:: Selected passage ::
*** Begin section ***

摘要
Rheumatoid arthritis (RA) and Osteoarthritis (OA) exhibited a heavy disease burden globally. However, a systematic comparison between RA and OA is currently lacking, encompassing their spatiotemporal trends, demographic patterns, and socio-demographic correlates.
This study extracted incidence, prevalence, Years Lived with Disability (YLDs), and Years of Life Lost (YLLs), with age-standardized rates (ASRs) from Global Burden of Diseases Study 2021. Inequality index, Socio-demographic Index (SDI) correlation, decomposition, and frontier analyses assessed the disparities and determinants of burden increase, and Autoregressive Integrated Moving Average model projected burdens till 2040.
Global incidence and YLDs with their ASRs in RA and OA rose from 1990 to 2021, with significant disparities in specific age distribution, female and higher SDI regions. Cross country relative inequalities narrowed over time, while absolute inequalities showed different trends between RA and OA. Frontier analysis identified underperforming countries, such as Mexico both in RA and OA. Decomposition analysis revealed aging and population growth were principal factors of growing burden globally, with variations in different countries. Globally, the ASRs of YLDs were projected to increase in RA but decrease in OA to 2040.
We report five key commonalities of RA and OA: (1) The increasing incidence and YLDs with their ASRs indicate a growing disease burden from 1990 to 2021; (2) Females exhibit a higher disease burden compared to males in almost all age groups globally; (3) The higher the SDI, the greater the disease burden in terms of age-standardized YLDs, YLLs, and incidence; (4) In ASR of YLDs, the efficiency differences grow as SDI increases, implying tailored improvement strategies are required for different SDI countries; (5) Aging and population growth are responsible for the majority of the burden increase. Critical differences between RA and OA are as follows: (1) OA mainly affects elderly populations, while RA patients have a wider age spectrum globally; (2) Absolute inequalities of ASR of YLDs decrease in OA but increase in RA; (3) By 2040, the global ASR of YLDs is projected to decrease in OA but increase in RA.
The non-fatal disease burden of RA and OA increased globally from 1990 to 2021 with remarkable inequalities across sex, age, geography, and socioeconomic level. Targeted policies and efficient management should be implemented for specific patient populations in RA and OA.

*** End section ***

:: Task to complete ::
In the abstract on rheumatoid arthritis and osteoarthritis, why are tailored improvement strategies needed for countries with different SDI levels? Answer in one to three sentences.

Stored items:
*** Begin section ***

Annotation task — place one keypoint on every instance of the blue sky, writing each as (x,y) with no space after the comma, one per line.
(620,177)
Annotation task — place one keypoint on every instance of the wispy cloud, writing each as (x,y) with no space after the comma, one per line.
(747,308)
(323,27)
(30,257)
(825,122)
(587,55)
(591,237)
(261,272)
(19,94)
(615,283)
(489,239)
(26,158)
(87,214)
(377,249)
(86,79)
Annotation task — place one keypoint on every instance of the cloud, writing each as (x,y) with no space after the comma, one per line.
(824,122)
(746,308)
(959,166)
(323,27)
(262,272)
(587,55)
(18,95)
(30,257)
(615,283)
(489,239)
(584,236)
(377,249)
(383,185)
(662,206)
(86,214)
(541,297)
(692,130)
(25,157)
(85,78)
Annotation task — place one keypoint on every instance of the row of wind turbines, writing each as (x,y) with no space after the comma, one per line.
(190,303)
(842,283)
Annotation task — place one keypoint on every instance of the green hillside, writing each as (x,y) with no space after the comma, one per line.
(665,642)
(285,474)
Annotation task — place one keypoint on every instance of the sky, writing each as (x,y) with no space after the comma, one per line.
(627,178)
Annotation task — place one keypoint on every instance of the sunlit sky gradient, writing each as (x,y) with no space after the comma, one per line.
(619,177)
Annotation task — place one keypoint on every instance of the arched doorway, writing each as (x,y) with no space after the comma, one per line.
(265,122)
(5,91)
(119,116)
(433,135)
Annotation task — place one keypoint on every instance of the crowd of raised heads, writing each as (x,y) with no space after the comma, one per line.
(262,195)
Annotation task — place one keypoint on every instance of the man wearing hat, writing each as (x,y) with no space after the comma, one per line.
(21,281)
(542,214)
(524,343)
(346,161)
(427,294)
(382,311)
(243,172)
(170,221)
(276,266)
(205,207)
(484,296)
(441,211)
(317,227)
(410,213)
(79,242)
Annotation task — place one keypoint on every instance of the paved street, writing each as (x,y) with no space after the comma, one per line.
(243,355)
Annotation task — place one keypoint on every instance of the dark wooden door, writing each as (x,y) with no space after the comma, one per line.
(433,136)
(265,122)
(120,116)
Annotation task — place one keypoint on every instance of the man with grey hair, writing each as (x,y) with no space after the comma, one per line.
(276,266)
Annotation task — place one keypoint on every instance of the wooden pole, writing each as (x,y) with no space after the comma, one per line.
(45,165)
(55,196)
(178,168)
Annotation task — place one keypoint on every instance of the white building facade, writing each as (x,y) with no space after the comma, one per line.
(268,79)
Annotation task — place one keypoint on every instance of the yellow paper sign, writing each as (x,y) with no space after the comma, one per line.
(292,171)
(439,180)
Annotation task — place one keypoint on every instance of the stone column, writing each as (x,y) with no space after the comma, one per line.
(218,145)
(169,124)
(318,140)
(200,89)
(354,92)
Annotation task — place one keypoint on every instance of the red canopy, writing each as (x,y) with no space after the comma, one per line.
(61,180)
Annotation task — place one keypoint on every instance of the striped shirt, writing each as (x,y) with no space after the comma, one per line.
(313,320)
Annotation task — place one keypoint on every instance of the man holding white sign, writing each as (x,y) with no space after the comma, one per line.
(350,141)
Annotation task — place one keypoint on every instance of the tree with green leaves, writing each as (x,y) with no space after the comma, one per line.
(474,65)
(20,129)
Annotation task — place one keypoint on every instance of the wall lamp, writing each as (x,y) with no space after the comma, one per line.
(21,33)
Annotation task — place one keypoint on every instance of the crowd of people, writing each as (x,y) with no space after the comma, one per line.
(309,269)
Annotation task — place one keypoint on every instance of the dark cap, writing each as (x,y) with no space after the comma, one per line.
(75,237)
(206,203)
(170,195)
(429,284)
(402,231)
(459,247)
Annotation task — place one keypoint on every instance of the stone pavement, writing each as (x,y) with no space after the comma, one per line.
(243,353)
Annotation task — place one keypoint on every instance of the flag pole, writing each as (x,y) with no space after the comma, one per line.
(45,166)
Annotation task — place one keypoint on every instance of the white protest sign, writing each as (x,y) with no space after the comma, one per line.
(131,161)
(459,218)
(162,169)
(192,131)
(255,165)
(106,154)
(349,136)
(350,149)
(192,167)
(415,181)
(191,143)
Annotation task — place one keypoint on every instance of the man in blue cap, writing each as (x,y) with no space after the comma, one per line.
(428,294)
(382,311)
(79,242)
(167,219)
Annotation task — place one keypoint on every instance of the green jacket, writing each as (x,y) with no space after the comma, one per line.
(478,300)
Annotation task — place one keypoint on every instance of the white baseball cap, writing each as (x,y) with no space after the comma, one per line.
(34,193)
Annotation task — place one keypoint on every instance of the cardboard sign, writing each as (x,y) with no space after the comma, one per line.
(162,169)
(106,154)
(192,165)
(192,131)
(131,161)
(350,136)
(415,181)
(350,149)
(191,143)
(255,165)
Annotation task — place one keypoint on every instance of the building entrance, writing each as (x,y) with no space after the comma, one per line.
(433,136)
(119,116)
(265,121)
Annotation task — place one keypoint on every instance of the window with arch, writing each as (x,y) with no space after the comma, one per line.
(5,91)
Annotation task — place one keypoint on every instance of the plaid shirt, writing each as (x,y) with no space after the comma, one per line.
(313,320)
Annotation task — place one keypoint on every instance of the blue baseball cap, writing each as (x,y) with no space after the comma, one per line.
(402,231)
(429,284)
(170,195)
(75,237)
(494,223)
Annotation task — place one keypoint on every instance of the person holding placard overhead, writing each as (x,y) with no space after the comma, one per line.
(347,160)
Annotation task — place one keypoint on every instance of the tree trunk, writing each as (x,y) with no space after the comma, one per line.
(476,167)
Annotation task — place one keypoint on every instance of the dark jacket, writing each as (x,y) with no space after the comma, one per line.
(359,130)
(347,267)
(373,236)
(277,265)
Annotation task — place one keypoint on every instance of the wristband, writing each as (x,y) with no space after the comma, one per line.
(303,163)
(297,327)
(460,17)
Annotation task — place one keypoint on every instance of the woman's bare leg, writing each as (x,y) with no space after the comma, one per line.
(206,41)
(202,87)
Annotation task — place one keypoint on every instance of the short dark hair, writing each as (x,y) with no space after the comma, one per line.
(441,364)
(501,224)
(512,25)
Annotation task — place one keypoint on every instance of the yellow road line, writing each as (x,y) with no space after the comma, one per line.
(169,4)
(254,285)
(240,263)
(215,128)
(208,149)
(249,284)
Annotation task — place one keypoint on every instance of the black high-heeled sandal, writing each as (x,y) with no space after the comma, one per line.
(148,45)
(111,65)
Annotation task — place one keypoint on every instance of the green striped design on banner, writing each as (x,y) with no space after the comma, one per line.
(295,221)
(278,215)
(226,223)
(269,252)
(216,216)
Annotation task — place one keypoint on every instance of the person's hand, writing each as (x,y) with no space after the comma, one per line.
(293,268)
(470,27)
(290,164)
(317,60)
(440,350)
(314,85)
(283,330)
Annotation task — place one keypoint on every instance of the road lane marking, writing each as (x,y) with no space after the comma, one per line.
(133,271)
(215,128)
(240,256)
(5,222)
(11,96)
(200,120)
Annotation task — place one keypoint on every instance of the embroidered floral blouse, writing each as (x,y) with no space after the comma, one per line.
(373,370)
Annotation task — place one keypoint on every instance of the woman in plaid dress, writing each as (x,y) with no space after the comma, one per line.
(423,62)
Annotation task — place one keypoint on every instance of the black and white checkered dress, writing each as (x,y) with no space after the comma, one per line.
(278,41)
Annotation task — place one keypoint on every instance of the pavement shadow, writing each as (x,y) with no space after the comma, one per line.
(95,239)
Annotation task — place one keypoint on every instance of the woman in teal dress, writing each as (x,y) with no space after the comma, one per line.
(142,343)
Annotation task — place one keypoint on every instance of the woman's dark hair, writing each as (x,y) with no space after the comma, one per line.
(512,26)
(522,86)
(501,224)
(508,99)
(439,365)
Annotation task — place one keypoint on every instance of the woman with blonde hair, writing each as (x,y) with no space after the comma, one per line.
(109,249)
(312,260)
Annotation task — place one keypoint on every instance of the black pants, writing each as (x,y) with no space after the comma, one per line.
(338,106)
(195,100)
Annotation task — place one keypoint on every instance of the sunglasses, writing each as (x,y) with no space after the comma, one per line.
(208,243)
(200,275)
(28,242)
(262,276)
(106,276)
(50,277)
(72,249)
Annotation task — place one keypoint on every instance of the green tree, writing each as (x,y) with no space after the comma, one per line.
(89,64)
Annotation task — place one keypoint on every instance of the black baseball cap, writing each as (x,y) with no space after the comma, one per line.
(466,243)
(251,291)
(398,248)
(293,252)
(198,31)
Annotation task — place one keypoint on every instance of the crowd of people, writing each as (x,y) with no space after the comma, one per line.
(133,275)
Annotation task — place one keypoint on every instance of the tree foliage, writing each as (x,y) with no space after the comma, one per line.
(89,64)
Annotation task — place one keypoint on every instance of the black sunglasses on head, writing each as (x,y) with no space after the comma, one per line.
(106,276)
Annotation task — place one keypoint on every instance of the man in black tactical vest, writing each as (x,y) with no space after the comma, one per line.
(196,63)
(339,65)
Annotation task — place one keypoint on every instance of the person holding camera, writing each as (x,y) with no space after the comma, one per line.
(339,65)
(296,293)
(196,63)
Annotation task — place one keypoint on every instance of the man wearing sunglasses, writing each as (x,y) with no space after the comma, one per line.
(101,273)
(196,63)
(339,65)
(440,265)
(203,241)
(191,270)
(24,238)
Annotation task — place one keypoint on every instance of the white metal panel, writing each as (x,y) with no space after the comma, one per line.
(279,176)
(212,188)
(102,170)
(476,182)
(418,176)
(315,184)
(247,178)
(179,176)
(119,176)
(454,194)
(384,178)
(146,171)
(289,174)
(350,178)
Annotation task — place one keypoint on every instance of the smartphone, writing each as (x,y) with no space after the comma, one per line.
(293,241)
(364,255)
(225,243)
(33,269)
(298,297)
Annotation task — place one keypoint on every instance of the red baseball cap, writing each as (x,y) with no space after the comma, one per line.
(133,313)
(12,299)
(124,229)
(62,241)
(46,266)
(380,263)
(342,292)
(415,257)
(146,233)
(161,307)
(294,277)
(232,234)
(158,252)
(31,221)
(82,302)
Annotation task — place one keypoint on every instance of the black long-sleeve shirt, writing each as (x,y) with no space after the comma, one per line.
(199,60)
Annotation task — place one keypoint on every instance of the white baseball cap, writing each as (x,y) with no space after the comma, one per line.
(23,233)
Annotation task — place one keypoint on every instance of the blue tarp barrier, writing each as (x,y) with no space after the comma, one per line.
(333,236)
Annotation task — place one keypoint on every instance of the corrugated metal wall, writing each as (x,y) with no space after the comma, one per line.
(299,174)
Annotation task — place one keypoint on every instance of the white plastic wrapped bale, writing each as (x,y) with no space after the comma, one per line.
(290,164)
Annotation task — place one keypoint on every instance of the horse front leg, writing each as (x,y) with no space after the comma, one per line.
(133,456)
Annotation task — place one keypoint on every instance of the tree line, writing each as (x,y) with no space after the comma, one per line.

*** End section ***

:: Exercise answer ::
In the age-standardized rate of YLDs, the efficiency differences get bigger as SDI rises. That is why the text says countries with different SDI levels need tailored improvement strategies.